* [Task description]
Copy out the material below, switching "wooden balcony" to "wooden porch" wherever it occurs and changing nothing else, and leave the pictures out.

* [Listed entries]
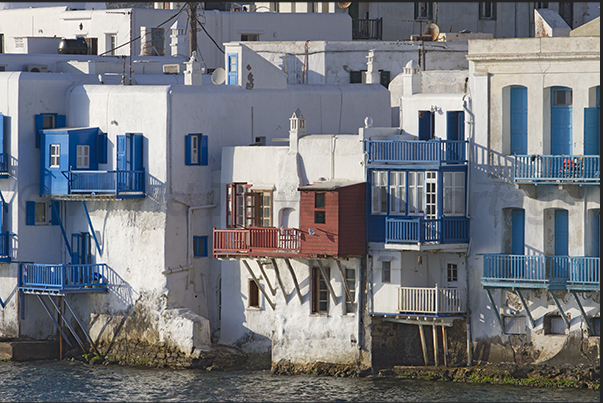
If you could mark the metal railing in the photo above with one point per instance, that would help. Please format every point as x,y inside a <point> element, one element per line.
<point>4,158</point>
<point>413,151</point>
<point>557,168</point>
<point>63,277</point>
<point>367,28</point>
<point>419,230</point>
<point>112,182</point>
<point>431,300</point>
<point>256,239</point>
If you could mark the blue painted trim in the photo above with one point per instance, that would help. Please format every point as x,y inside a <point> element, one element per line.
<point>91,228</point>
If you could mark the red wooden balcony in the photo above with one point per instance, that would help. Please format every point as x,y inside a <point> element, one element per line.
<point>256,241</point>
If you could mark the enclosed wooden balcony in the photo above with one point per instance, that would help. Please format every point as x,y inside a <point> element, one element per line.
<point>256,241</point>
<point>432,301</point>
<point>548,272</point>
<point>557,169</point>
<point>421,230</point>
<point>433,152</point>
<point>62,278</point>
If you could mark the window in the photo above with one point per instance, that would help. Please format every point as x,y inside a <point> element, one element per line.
<point>452,275</point>
<point>350,278</point>
<point>196,149</point>
<point>83,156</point>
<point>487,11</point>
<point>514,324</point>
<point>454,193</point>
<point>253,294</point>
<point>415,193</point>
<point>320,292</point>
<point>200,246</point>
<point>386,272</point>
<point>250,37</point>
<point>379,192</point>
<point>55,156</point>
<point>397,192</point>
<point>424,10</point>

* [Result of the task]
If you could mark the metal railing in the photo above with one point per instance, that would help. Please format every point as x,y inside a <point> element, one element per line.
<point>4,158</point>
<point>413,151</point>
<point>557,168</point>
<point>63,277</point>
<point>367,28</point>
<point>419,230</point>
<point>112,182</point>
<point>431,300</point>
<point>256,239</point>
If you could mark the blue painted trim in the photo above with one point per instance, that would help. Please format every point as x,y inside a <point> element, one element per line.
<point>91,228</point>
If you could mark the red wooden porch in the photo above with one point per instance, that would help. Please format every point as x,y inside a <point> element, one element per line.
<point>256,241</point>
If you could mark the enclosed wooden porch in the photo above with one point per instance, that would help. Please format every point as x,y inside a <point> element, one element per line.
<point>256,241</point>
<point>432,301</point>
<point>548,272</point>
<point>557,169</point>
<point>421,230</point>
<point>433,152</point>
<point>62,278</point>
If you could mark the window in the photo above with one point per instance, that would help. Please format every point as x,y inside a <point> element, one element per line.
<point>452,275</point>
<point>350,278</point>
<point>196,149</point>
<point>83,156</point>
<point>487,11</point>
<point>514,324</point>
<point>454,193</point>
<point>253,294</point>
<point>415,193</point>
<point>320,292</point>
<point>200,246</point>
<point>386,272</point>
<point>250,37</point>
<point>379,192</point>
<point>55,156</point>
<point>397,192</point>
<point>424,10</point>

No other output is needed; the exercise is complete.